## [WHAT THIS TASK INVOLVES]
Render the listing as a Markdown table with the columns Row and Listing line. Start at the line containing "Where can the leaning", continue through the last line of the listing, and leave out any blank lines.

## [EXTRACTED DATA]
========================================

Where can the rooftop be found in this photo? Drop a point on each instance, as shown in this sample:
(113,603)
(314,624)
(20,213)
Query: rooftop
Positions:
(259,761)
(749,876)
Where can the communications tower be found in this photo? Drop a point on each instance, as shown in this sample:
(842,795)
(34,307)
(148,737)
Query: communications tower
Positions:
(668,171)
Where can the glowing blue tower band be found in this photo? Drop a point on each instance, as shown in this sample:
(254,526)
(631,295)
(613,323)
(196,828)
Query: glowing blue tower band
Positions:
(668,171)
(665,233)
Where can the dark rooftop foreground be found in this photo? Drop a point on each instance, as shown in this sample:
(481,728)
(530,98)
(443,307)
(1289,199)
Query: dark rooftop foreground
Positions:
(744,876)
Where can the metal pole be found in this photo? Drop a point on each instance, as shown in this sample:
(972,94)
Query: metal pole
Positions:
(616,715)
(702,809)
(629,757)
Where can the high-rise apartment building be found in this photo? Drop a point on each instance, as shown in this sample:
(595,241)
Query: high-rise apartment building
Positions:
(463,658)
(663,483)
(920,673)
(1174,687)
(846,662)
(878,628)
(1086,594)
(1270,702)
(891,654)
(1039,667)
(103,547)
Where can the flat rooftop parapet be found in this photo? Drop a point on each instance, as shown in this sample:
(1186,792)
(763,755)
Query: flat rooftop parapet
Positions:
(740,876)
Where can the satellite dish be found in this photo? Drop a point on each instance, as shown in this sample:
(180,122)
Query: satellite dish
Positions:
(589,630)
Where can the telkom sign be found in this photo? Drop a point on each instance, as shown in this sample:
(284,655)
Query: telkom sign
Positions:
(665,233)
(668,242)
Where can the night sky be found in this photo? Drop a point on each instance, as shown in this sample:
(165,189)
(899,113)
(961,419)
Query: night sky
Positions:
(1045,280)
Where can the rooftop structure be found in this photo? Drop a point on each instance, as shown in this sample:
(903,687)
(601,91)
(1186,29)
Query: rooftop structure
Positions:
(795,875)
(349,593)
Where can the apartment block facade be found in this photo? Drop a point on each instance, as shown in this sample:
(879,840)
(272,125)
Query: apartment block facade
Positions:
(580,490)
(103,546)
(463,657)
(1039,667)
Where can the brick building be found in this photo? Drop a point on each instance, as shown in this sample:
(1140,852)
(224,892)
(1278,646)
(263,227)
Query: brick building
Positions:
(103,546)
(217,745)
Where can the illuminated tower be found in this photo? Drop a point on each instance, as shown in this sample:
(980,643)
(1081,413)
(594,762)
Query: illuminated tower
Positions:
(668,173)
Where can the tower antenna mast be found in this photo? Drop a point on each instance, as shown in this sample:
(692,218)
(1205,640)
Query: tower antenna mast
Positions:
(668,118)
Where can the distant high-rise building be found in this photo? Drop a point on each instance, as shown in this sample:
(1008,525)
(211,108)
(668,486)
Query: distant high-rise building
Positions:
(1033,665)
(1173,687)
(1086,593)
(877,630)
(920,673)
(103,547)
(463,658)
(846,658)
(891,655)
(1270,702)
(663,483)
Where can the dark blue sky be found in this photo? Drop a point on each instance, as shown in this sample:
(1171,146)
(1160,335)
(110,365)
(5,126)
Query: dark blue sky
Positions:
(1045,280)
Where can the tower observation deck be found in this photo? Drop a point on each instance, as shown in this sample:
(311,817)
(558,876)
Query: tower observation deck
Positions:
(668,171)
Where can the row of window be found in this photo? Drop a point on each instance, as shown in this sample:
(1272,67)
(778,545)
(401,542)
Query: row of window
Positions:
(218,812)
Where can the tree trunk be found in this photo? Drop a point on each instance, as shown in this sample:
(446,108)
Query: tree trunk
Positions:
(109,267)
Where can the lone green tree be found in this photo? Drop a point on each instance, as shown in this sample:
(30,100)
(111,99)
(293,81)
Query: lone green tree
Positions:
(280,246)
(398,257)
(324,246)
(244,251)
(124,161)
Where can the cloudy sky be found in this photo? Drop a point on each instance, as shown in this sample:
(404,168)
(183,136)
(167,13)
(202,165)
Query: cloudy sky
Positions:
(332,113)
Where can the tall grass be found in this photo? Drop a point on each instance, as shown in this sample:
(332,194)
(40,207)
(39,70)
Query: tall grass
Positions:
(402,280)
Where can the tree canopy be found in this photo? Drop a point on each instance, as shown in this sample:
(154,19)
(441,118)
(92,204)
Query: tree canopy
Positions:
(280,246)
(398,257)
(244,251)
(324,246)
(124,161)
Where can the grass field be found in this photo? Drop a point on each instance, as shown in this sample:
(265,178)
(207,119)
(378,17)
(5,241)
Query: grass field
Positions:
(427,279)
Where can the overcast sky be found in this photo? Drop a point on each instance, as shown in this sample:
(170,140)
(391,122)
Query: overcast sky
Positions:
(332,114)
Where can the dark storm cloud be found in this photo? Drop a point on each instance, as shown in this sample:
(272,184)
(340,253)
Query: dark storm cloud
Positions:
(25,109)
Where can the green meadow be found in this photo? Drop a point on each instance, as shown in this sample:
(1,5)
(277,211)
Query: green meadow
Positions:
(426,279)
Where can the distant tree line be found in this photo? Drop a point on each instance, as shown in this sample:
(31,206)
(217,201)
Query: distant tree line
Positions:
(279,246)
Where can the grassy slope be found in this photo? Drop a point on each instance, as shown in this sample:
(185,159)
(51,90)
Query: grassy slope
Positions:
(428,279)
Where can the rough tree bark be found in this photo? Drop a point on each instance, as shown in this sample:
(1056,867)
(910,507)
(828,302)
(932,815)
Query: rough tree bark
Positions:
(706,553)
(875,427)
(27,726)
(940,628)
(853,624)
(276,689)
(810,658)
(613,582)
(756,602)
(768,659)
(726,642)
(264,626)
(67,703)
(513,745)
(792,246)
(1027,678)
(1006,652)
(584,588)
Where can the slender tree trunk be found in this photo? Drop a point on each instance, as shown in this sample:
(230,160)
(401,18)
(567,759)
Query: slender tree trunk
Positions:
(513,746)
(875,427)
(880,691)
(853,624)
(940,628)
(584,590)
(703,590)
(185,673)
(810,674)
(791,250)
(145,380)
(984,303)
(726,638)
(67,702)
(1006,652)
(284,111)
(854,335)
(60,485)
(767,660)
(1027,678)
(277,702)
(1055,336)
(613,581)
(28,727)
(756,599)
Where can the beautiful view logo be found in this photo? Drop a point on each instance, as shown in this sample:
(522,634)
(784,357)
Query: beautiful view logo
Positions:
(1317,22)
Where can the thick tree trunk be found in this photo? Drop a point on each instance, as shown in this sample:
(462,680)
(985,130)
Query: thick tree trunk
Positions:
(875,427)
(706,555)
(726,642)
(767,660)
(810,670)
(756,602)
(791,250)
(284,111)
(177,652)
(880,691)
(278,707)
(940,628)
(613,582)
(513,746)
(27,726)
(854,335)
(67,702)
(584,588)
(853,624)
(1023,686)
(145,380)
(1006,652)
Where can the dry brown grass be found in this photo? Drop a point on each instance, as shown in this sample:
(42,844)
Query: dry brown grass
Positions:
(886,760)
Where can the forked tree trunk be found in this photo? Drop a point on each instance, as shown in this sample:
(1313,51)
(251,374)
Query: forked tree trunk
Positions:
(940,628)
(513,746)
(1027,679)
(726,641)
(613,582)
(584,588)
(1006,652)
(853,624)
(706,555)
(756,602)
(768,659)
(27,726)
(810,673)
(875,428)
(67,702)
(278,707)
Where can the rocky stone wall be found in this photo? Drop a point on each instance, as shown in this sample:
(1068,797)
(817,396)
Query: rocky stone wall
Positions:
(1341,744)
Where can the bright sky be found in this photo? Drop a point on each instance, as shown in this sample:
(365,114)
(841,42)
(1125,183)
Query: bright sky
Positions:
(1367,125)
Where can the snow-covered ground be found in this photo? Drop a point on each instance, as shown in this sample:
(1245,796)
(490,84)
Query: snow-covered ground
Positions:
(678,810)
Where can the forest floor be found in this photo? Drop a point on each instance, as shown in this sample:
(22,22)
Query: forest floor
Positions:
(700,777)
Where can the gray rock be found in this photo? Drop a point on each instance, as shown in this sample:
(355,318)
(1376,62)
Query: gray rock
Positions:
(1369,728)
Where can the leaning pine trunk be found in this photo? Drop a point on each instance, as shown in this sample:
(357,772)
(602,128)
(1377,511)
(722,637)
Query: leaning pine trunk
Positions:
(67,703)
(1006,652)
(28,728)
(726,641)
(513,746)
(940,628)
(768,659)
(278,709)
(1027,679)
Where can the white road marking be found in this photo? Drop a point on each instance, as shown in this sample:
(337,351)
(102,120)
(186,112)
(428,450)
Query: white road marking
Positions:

========================================

## [OUTPUT]
| Row | Listing line |
|---|---|
| 1 | Where can the leaning pine trunk be found in this photo? Drop a point on each instance, as shown in this sample: |
| 2 | (357,772) |
| 3 | (602,128) |
| 4 | (1377,511) |
| 5 | (722,637) |
| 6 | Query: leaning pine trunk |
| 7 | Positions: |
| 8 | (67,703) |
| 9 | (1006,652) |
| 10 | (28,728) |
| 11 | (726,641) |
| 12 | (513,746) |
| 13 | (940,628) |
| 14 | (768,659) |
| 15 | (278,709) |
| 16 | (1027,679) |
| 17 | Where can the white road marking be found in this photo? Drop a point on each instance, as shown in this sample: |
| 18 | (337,351) |
| 19 | (102,120) |
| 20 | (186,112) |
| 21 | (428,450) |
| 22 | Query: white road marking |
| 23 | Positions: |